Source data
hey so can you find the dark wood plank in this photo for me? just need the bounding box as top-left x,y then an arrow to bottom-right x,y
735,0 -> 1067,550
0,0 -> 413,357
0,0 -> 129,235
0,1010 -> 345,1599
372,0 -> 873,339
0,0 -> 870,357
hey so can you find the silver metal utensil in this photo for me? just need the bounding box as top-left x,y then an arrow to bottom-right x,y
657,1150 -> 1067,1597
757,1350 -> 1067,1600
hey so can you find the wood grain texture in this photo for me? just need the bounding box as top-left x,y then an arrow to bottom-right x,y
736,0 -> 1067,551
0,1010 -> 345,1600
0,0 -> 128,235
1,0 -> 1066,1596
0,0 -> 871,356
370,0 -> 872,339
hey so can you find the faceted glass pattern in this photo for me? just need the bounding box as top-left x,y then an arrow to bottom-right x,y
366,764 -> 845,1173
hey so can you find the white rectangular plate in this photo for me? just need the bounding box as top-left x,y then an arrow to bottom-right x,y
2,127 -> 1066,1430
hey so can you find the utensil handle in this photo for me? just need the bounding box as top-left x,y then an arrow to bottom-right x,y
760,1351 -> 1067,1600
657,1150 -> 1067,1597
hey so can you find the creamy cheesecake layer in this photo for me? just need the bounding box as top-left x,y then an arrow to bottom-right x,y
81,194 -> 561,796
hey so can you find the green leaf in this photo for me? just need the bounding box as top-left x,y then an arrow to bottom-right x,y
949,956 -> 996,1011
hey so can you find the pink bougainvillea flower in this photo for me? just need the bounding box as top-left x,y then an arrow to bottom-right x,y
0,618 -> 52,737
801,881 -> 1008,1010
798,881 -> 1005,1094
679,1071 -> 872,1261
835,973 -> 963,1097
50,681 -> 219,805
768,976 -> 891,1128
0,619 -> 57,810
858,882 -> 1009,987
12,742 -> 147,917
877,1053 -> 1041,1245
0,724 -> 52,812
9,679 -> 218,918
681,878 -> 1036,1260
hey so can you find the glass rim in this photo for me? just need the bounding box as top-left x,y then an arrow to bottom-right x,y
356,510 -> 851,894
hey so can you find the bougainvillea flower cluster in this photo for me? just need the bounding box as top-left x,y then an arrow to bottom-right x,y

ACTIVITY
Take the line containing "hey so can you find the pink" as the first line and the last line of the data above as the final one. Write out these lines and all between them exactly.

OUTPUT BELOW
hey so can you find the pink bougainvillea flower in this photo for me? just need the bounding box as top-left x,y then an arrow to bottom-right x,y
0,618 -> 52,737
801,881 -> 1008,1010
798,881 -> 1005,1094
679,1071 -> 872,1261
835,973 -> 963,1097
50,681 -> 219,805
768,976 -> 891,1128
0,619 -> 57,810
858,882 -> 1009,987
12,742 -> 147,917
877,1053 -> 1041,1245
0,724 -> 52,812
9,679 -> 218,918
681,878 -> 1036,1260
hey so can you find the glass rim in this photo for me? just need the bounding box as top-left x,y then an arrow to bottom-right x,y
356,510 -> 851,894
hey so can you find the bougainvillea flower cluster in this photo for me? just need the bounding box as top-left x,y then an arrow to bottom-right x,y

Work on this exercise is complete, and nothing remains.